Render the material below as a two-column CSV with the columns "prompt" and "points", one row per entry, holding its text and its answer. Put each in a single quoted field with line breaks replaced by spaces, and leave the pictures out.

■ Extracted data entries ■
* start *

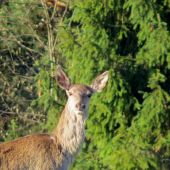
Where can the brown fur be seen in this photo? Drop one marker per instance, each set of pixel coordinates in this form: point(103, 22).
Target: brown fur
point(57, 150)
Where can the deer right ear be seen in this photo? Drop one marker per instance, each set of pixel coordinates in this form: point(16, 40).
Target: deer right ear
point(62, 78)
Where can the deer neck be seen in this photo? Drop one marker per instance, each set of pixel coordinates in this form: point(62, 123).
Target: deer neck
point(70, 132)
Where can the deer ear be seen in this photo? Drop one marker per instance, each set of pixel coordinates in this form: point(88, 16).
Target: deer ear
point(62, 78)
point(100, 82)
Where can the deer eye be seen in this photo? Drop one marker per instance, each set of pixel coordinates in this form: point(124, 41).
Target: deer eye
point(89, 95)
point(70, 94)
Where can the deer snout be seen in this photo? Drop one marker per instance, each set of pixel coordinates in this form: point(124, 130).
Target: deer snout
point(80, 106)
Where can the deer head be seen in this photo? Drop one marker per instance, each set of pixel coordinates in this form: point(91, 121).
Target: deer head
point(79, 95)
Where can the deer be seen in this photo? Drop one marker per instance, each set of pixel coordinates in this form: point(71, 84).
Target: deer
point(57, 150)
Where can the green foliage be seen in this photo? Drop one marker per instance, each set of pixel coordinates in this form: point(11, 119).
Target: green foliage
point(128, 123)
point(27, 54)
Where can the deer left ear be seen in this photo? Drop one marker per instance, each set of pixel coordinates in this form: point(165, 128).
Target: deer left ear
point(100, 82)
point(62, 78)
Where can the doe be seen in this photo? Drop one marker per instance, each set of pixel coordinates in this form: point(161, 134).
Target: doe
point(57, 150)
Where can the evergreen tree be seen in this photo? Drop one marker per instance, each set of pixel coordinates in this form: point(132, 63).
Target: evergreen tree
point(27, 48)
point(128, 124)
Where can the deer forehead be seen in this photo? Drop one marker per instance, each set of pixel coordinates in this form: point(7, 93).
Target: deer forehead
point(80, 89)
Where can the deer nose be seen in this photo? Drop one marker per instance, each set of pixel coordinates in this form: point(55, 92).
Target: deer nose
point(80, 106)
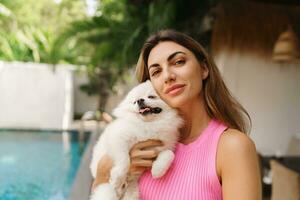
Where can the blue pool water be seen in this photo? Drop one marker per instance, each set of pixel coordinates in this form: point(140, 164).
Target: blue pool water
point(38, 165)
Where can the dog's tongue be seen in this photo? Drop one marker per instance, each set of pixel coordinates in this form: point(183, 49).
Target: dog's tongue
point(144, 110)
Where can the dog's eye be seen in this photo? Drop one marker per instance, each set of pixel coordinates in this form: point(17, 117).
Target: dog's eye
point(151, 97)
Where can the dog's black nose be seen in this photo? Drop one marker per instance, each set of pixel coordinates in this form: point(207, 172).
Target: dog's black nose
point(141, 102)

* end *

■ SOLUTION FOR THIS PROBLEM ■
prompt,points
"Where can the brown fur be seen in this photo? Drop one marker per instance, each set of pixel coordinates in this form: point(103, 22). Target: brown fur","point(57, 150)"
"Where can the deer right ear be seen in this photo? Drop one marker per instance, each set of pixel coordinates in this form: point(16, 40). Target: deer right ear","point(62, 78)"
"Where can the deer neck be seen in this photo? Drop one marker per instance, each set of pixel coordinates in this form: point(62, 123). Target: deer neck","point(70, 132)"
"Where can the deer ear be seen in this photo? Drop one marker per instance, each set of pixel coordinates in this form: point(88, 16). Target: deer ear","point(62, 78) point(100, 82)"
"Where can the deer eye be seen in this photo? Drop one marker per instance, each set of pixel coordinates in this form: point(124, 41). Target: deer eye","point(89, 95) point(70, 94)"
"Where can the deer snout be seen in this photo? Drop one marker per instance, each set of pixel coordinates in this form: point(124, 130). Target: deer snout","point(80, 106)"
"Where can the deer head be seen in this photo? Drop one marker per instance, each set of pixel coordinates in this form: point(91, 121). Target: deer head","point(79, 95)"
"Where can the deer be seen in this photo? Drop one marker per instance, each set of pixel coordinates in this form: point(71, 84). Target: deer","point(57, 150)"
"Where can the green foliage be seen in this photo? Drop one marker per instance, each set of pixel coordinates in this form: point(11, 119). Target: green foliage","point(128, 123) point(27, 54)"
"Where can the deer left ear be seen in this photo? Drop one marker per instance, each set of pixel coordinates in this form: point(165, 128). Target: deer left ear","point(100, 82) point(62, 78)"
"Where can the doe be seen in this photo? Drop one marker per instance, each set of pixel coordinates in this form: point(161, 134). Target: doe","point(57, 150)"
"Where can the evergreen tree be seen in this photo? Drop one marker per instance, each set of pixel coordinates in this form: point(132, 63). Target: evergreen tree","point(27, 48) point(128, 124)"
"Where can the deer forehead be seen in this photo? Drop one marker per instance, each set of pixel coordinates in this form: point(7, 93). Target: deer forehead","point(80, 89)"
"Where can the deer nose be seen in this photo? Drop one marker per instance, each set of pixel coordinates in this form: point(55, 92). Target: deer nose","point(80, 106)"
"Where can the blue pool water be seen in this photo? Drop one marker per instance, each set of pixel coordinates in this form: point(140, 164). Target: blue pool water","point(38, 165)"
"Where can the dog's tongue be seen in this photo? Drop one marker per instance, each set of pixel coordinates in this form: point(183, 49). Target: dog's tongue","point(144, 110)"
"Where can the dog's eye be seen in this photo? Drop one marker per instance, each set of pixel coordinates in this form: point(17, 117). Target: dog's eye","point(151, 97)"
"Where can the dog's black nose be seen in this photo? Drop one marker per instance, each set of pixel coordinates in this form: point(207, 172). Target: dog's black nose","point(141, 102)"